━━ Records for processing
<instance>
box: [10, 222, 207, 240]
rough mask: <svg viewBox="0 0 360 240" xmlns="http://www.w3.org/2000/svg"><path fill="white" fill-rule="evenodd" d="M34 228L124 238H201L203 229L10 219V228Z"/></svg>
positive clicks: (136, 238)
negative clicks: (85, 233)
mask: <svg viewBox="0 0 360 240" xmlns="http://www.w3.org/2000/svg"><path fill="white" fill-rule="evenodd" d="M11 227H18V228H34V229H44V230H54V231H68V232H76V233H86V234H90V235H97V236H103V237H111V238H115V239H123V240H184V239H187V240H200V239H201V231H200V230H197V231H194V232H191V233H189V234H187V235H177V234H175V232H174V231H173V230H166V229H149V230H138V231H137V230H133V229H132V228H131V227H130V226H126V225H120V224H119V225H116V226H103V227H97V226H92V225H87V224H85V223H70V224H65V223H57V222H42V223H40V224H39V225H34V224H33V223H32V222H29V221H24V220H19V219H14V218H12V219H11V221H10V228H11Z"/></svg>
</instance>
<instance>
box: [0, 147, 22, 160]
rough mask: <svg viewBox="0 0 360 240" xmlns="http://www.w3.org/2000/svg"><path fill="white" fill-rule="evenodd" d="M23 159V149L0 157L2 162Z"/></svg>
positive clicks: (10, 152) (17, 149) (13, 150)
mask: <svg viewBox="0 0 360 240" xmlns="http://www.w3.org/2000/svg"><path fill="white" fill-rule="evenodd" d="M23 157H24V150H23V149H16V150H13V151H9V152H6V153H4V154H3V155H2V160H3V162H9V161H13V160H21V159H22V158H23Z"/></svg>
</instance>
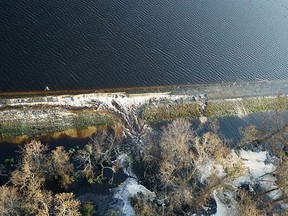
━━━━
__Aim of the task__: Start at the top line above and repeat the records verbatim, leaving images out.

__Reply to the task__:
<instance>
box: [10, 222, 207, 240]
rough mask: <svg viewBox="0 0 360 240" xmlns="http://www.w3.org/2000/svg"><path fill="white" fill-rule="evenodd" d="M34 228L124 238H201L203 229L10 219V228Z"/></svg>
positive clicks: (136, 238)
negative clicks: (85, 233)
mask: <svg viewBox="0 0 360 240" xmlns="http://www.w3.org/2000/svg"><path fill="white" fill-rule="evenodd" d="M11 227H18V228H34V229H44V230H54V231H68V232H76V233H86V234H90V235H97V236H103V237H111V238H115V239H123V240H184V239H187V240H200V239H201V231H200V230H197V231H194V232H191V233H189V234H187V235H177V234H175V232H174V231H173V230H166V229H149V230H138V231H137V230H133V229H132V228H131V227H130V226H126V225H120V224H119V225H116V226H103V227H97V226H92V225H87V224H85V223H70V224H65V223H57V222H42V223H40V224H39V225H34V224H33V223H32V222H29V221H24V220H19V219H14V218H12V219H11V221H10V228H11Z"/></svg>
</instance>
<instance>
box: [0, 147, 22, 160]
rough mask: <svg viewBox="0 0 360 240" xmlns="http://www.w3.org/2000/svg"><path fill="white" fill-rule="evenodd" d="M23 159V149L0 157L2 162Z"/></svg>
positive clicks: (10, 152) (17, 149) (13, 150)
mask: <svg viewBox="0 0 360 240" xmlns="http://www.w3.org/2000/svg"><path fill="white" fill-rule="evenodd" d="M23 157H24V150H23V149H16V150H13V151H9V152H6V153H4V154H3V155H2V160H3V162H9V161H13V160H21V159H22V158H23Z"/></svg>
</instance>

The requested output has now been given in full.